Stored records:
=======
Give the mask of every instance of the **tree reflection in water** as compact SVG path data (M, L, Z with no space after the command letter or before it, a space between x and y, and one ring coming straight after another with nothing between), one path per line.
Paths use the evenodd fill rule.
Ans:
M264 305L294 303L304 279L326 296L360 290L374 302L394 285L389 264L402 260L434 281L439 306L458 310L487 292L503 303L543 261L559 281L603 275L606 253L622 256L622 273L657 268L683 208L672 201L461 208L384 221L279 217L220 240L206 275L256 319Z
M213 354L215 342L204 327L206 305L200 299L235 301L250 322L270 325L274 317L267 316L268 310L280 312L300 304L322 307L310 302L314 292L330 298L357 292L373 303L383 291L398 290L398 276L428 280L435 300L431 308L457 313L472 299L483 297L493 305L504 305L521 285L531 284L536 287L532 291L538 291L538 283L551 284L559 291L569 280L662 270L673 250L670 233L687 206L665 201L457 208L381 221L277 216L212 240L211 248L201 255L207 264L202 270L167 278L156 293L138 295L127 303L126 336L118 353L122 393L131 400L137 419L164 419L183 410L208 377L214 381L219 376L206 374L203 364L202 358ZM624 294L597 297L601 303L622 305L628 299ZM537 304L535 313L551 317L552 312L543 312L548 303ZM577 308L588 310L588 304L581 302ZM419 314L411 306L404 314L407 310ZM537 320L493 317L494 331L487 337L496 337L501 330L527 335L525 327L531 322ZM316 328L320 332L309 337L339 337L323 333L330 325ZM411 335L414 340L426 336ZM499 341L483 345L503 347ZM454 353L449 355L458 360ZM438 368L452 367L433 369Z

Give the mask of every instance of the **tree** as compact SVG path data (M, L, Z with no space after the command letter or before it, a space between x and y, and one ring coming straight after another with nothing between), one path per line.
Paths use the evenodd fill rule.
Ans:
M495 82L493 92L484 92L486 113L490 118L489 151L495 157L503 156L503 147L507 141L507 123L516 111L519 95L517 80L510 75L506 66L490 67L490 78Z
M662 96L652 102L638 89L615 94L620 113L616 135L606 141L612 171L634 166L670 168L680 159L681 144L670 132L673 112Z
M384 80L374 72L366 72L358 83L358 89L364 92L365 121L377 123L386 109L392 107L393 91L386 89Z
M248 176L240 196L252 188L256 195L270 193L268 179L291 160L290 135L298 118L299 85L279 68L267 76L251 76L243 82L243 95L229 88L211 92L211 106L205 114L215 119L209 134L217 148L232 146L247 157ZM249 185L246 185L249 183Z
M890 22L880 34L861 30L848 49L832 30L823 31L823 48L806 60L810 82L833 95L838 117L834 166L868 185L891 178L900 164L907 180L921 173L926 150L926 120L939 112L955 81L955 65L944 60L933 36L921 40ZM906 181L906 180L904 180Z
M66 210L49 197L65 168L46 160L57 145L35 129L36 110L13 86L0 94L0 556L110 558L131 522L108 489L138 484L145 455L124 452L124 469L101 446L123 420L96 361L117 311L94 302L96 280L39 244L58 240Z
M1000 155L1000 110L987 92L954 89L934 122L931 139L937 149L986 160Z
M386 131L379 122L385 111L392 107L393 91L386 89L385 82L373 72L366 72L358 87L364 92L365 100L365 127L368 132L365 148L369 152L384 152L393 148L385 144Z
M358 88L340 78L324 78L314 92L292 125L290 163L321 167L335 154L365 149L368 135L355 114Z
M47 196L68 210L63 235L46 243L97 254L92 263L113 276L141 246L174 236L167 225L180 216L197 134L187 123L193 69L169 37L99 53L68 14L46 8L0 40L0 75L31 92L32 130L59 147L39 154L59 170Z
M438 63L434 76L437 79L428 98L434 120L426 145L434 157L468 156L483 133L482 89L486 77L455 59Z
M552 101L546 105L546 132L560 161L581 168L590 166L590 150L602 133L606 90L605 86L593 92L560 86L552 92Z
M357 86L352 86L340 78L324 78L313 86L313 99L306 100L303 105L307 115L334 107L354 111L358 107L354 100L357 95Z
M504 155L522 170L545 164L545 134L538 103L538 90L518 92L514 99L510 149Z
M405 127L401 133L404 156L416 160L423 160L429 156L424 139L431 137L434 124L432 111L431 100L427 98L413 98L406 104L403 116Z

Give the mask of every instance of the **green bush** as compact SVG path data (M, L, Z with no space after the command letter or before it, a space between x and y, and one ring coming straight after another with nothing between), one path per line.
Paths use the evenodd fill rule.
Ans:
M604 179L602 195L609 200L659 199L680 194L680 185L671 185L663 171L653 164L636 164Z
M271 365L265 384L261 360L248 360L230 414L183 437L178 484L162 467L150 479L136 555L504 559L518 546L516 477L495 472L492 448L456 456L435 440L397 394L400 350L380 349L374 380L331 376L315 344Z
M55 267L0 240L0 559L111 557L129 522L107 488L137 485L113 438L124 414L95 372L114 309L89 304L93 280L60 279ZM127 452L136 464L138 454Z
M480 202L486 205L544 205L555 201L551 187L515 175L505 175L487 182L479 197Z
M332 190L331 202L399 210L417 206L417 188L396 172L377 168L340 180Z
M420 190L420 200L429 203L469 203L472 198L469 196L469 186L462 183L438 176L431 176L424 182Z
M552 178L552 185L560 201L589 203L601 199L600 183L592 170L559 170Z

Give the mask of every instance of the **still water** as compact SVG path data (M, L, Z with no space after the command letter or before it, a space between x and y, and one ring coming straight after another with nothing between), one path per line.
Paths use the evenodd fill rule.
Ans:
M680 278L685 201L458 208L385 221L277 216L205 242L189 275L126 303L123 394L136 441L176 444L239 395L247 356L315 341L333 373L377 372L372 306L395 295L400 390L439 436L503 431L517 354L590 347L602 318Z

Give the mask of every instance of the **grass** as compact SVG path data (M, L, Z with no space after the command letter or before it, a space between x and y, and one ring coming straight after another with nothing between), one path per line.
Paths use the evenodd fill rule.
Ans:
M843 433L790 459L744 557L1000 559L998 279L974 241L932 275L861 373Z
=======
> **WHAT IS EXPECTED**
Quote all the records. Keep every word exact.

> **ANSWER BOX**
Give the mask of every instance of the **tree reflection in water** as compact SVG path data (M, L, Z with no space after the command letter or before it, a space between x and y, and one ring coming straight after another with nothing between), one path per line.
Paths use the evenodd fill rule.
Ans:
M264 305L294 303L304 279L326 296L360 290L374 302L394 285L389 264L402 260L434 281L439 306L458 310L487 292L503 303L543 261L559 281L603 275L606 253L622 256L622 273L657 268L683 208L672 201L461 208L384 221L279 217L220 240L206 275L256 319Z
M213 354L215 342L204 327L206 305L200 299L235 301L250 322L270 325L274 317L267 316L268 310L280 312L300 304L322 307L310 302L314 292L330 298L357 292L373 303L383 291L398 290L398 276L428 280L435 300L431 308L457 313L472 299L483 297L493 305L504 305L521 285L531 284L536 287L532 291L538 291L538 283L551 284L559 291L569 280L662 270L673 250L670 233L687 206L665 201L457 208L381 221L277 216L212 240L211 248L201 255L207 264L202 270L167 278L156 293L138 295L127 303L126 336L118 353L122 393L131 400L137 419L164 419L183 410L208 377L214 381L219 376L206 374L203 364L202 358ZM624 294L597 297L601 303L622 305L628 299ZM537 304L535 313L551 317L552 312L543 312L548 303ZM577 308L588 310L588 304L581 302ZM419 314L411 306L404 314L407 310ZM537 320L493 317L494 331L487 337L496 337L501 330L527 335L525 327L531 322ZM316 328L320 332L309 337L339 337L323 333L330 325ZM411 335L414 340L426 336ZM499 341L483 345L503 347ZM454 353L449 355L458 360ZM438 368L452 367L433 369Z

Give the mask of every instance of the **tree** as compact SVG path data (M, L, Z with no space after the command letter or before it, a space between x and y, and one ring coming straight after another with nothing between), one path per line.
Paths use the evenodd fill rule.
Ans:
M495 82L493 92L484 92L486 113L490 118L489 151L495 157L503 156L503 147L507 141L507 123L516 111L519 95L517 80L510 75L506 66L490 67L490 78Z
M662 96L652 102L638 89L615 94L620 113L616 135L606 141L612 171L634 166L670 168L680 159L681 144L670 132L673 112Z
M384 80L374 72L366 72L358 83L358 89L364 92L365 121L377 123L386 109L392 107L393 91L386 89Z
M248 176L240 196L252 188L256 195L270 193L268 179L291 160L290 135L298 118L299 85L279 68L267 76L251 76L243 82L243 95L229 88L211 92L211 106L205 114L215 119L209 134L217 148L232 146L247 157ZM249 185L246 185L249 183Z
M890 22L880 34L861 30L848 49L832 30L823 31L823 48L806 60L810 82L833 95L838 117L834 166L868 185L891 178L900 164L907 180L921 173L926 150L926 120L939 112L955 81L955 65L944 60L933 36L921 40ZM906 181L906 180L904 180Z
M66 210L49 197L65 168L46 160L57 145L35 129L36 110L13 86L0 94L0 556L110 558L131 522L108 489L138 484L145 455L124 452L124 469L101 446L123 420L96 361L117 311L94 302L96 280L39 244L58 240Z
M1000 155L1000 110L987 92L954 89L934 122L931 139L937 149L986 160Z
M386 131L379 122L385 111L392 107L393 91L386 89L385 82L373 72L366 72L358 87L364 92L365 100L365 127L368 132L365 148L369 152L384 152L393 148L385 144Z
M358 88L340 78L324 78L314 92L292 125L290 163L321 167L335 154L365 149L368 135L355 114Z
M47 196L68 210L63 235L46 243L97 254L92 263L113 276L141 246L174 236L167 225L180 216L197 134L187 123L193 69L169 37L99 53L68 14L46 8L0 40L0 75L31 92L32 130L59 147L39 154L59 170Z
M438 63L434 76L437 79L428 98L434 120L426 145L434 157L468 156L483 133L482 89L486 77L455 59Z
M552 101L546 105L546 132L560 161L581 168L590 166L590 150L602 133L606 90L605 86L593 92L560 86L552 92Z
M357 86L352 86L340 78L324 78L313 86L313 99L306 100L303 105L307 115L334 107L354 111L358 107L354 100L357 95Z
M504 155L522 170L545 164L545 134L538 103L538 90L518 92L514 99L510 149Z
M405 127L401 133L404 156L416 160L423 160L429 156L424 139L431 137L434 124L432 111L431 100L427 98L413 98L406 104L403 116Z

Give the mask of every instance of the **green bush** as compact SVG path data (M, L, Z with no space after the command letter or before it, a space between x and y, and one ring coming straight after another with nothing between), one path per line.
Paths use the evenodd fill rule.
Ans:
M604 179L602 195L609 200L659 199L680 194L680 185L671 185L663 171L653 164L636 164Z
M271 365L265 384L261 360L248 360L230 414L183 437L178 484L162 467L150 479L136 555L504 559L518 546L516 477L495 472L492 448L456 456L435 440L397 394L400 350L380 349L374 380L331 376L315 344Z
M55 267L0 240L0 559L111 557L129 522L107 488L137 485L113 438L124 414L95 372L114 309L89 304L93 280L60 279ZM127 452L136 464L138 454Z
M480 202L486 205L544 205L555 201L551 187L515 175L505 175L487 182L479 197Z
M332 190L331 202L399 210L417 206L417 188L396 172L377 168L340 180Z
M420 190L420 200L429 203L469 203L472 198L469 196L469 186L462 183L438 176L431 176L424 182Z
M552 178L552 185L560 201L589 203L601 199L600 183L592 170L559 170Z

Give the mask of every instance of the **still water** as compact SVG path data (M, L, Z with no space after the command letter or before it, a space between x and y, and one ring coming straight after another with nothing between), one path per line.
Paths use the evenodd fill rule.
Ans:
M680 278L685 201L458 208L385 221L277 216L205 242L189 275L126 303L123 394L136 441L176 444L239 395L247 356L315 341L333 373L377 372L372 306L395 295L400 390L439 436L503 431L517 354L590 347L602 318Z

Give the mask of every instance of the **grass** as compact SVG path data (M, L, Z with no space after the command letter or before it, a space between x and y, and one ring coming straight after another with nothing between), one path per line.
Paths use the evenodd fill rule.
Ans:
M843 433L790 459L744 557L1000 559L998 279L974 241L932 275L861 373Z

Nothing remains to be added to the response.